>> Begin

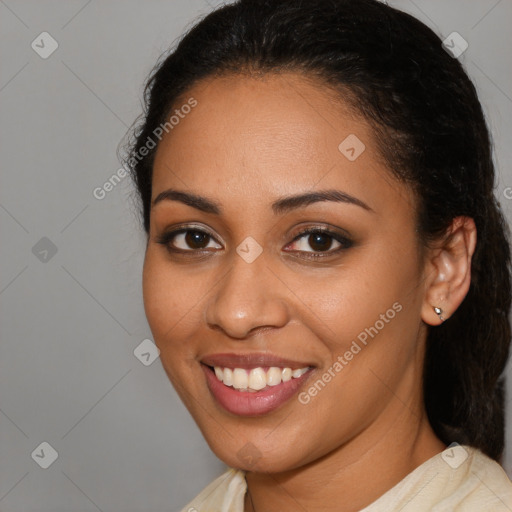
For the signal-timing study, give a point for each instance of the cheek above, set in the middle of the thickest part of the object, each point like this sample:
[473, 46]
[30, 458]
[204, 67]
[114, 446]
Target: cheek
[171, 300]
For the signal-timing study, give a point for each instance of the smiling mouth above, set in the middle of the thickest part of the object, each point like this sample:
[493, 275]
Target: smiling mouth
[256, 379]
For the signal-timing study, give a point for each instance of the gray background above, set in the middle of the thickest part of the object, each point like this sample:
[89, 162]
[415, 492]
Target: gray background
[71, 320]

>> End

Shift every answer coordinate in the data above by adding 65 to each number, and copy out all the lines, requests included. Leave the pictures out.

For the signal-timing study, give a point for each instance of the cheek above, set in the middle of the thickest part of the object, each point like this sample:
[473, 46]
[30, 458]
[204, 67]
[114, 446]
Target: cheek
[236, 365]
For the signal-timing study, give a point for each instance of the smiling mouth above, set in the middle of the thickest part of the object, each point like this sample:
[493, 275]
Target: smiling mouth
[321, 444]
For the signal-timing study, give a point for each instance of the gray background above, set in the middle of the thickest part of the object, each point like this sample:
[89, 162]
[415, 492]
Target: gray background
[136, 385]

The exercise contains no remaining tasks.